À faire.
(A) Répondez, s'il vous plaît, à ces questions sur le texte consacré à Michael Matthews et à l'arrivée du Tour de France :
(i) Quelle place Matthews a-t-il prise sur l'étape des Champs-Élysées en 2021 ?
(ii) Entre quelles villes le contre-la-montre final est-il tracé, et sur quelle distance ?
(iii) Pour quelle équipe Matthews court-il ?
(B) Reprenez le texte sur Michael Matthews et l'arrivée du Tour de France sur la Côte d'Azur, et poursuivez-le après sa dernière phrase.

Texte fourni.
* * *

Il tourne autour depuis son premier essai il y a neuf ans. Cinquième en 2016, onzième en 2017 et septième en 2021, Michael Matthews attend encore d’entrer dans le cercle prestigieux des vainqueurs de l’étape des Champs-Élysées sur le Tour de France. Ce ne sera toujours pas pour cet été. Jeux olympiques à Paris obligent, la plus belle course au monde a dû se résoudre à zapper la capitale pour exporter son épilogue sur la Côte d’Azur. Le traditionnel sprint a en prime été remplacé par un contre-la-montre explosif de 34 kilomètres tracé entre Monaco et Nice. Une agréable surprise pour les mordus de l’exercice solitaire, mais une terrible frustration pour un client comme Matthews?

"Au contraire, je pense que ça va être incroyable et excitant du début à la fin. Cela fait des années qu'on termine à Paris, c'est parfois sympa de changer. J'espère qu'il y aura du spectacle pour le public, ça devrait être une magnifique journée", promet le coureur de Jayco AlUla, tout heureux de boucler cette 111e édition sous le soleil méditerranéen, et ce pour une excellente raison. "On sera chez moi !", sourit-il sous son casque, avant de dégainer son téléphone pour faire défiler des clichés de ses routes d’entraînement préférées dans les Alpes-Maritimes.

* * *

Section des données.
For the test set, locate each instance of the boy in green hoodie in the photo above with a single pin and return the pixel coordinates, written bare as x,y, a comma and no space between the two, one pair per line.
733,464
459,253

* * *

Réponses aux exercices.
(A)
(i) Septième.
(ii) Entre Monaco et Nice, sur 34 kilomètres.
(iii) Jayco AlUla.

(B)
Un terrain de jeu idéal

Comme lui, une grande partie du peloton aura la chance d'évoluer à domicile tout ce week-end, avec une 20e étape reliant Nice à l’exigeant Col de la Couillole ce samedi, avant cet ultime chrono proposé en guise de dessert dimanche. Des anciens comme Richie Porte, Thor Hushovd et Philippe Gilbert aux petits nouveaux à l’image de Matteo Jorgenson, en passant par Christopher Froome et Tadej Pogacar, la Côte d’Azur est devenue depuis le début des années 2000 l’un des paradis des cyclistes professionnels, au même titre que la principauté d’Andorre où ont notamment posé leurs valises Julian Alaphilippe, Marc Soler et Matteo Trentin.

S’installer sur les hauteurs de Nice ou au pied du Rocher princier de Monaco relève presque du passage obligé pour tout rouleur. "Ça fait un an que je suis descendu sur Nice pour la montagne, le soleil et l'aéroport qui est pratique pour notre métier de coureur cycliste. Avec mon profil de grimpeur, j’ai trouvé ici un super terrain de jeu pour progresser. En plus de ça, il fait beau presque toute l'année et l'hiver je ne suis pas obligé de partir en stage. Je peux rester à la maison, c'est un gros avantage", témoigne le Morbihannais Jordan Jégat, aligné à 25 ans sur son premier Tour avec TotalEnergies.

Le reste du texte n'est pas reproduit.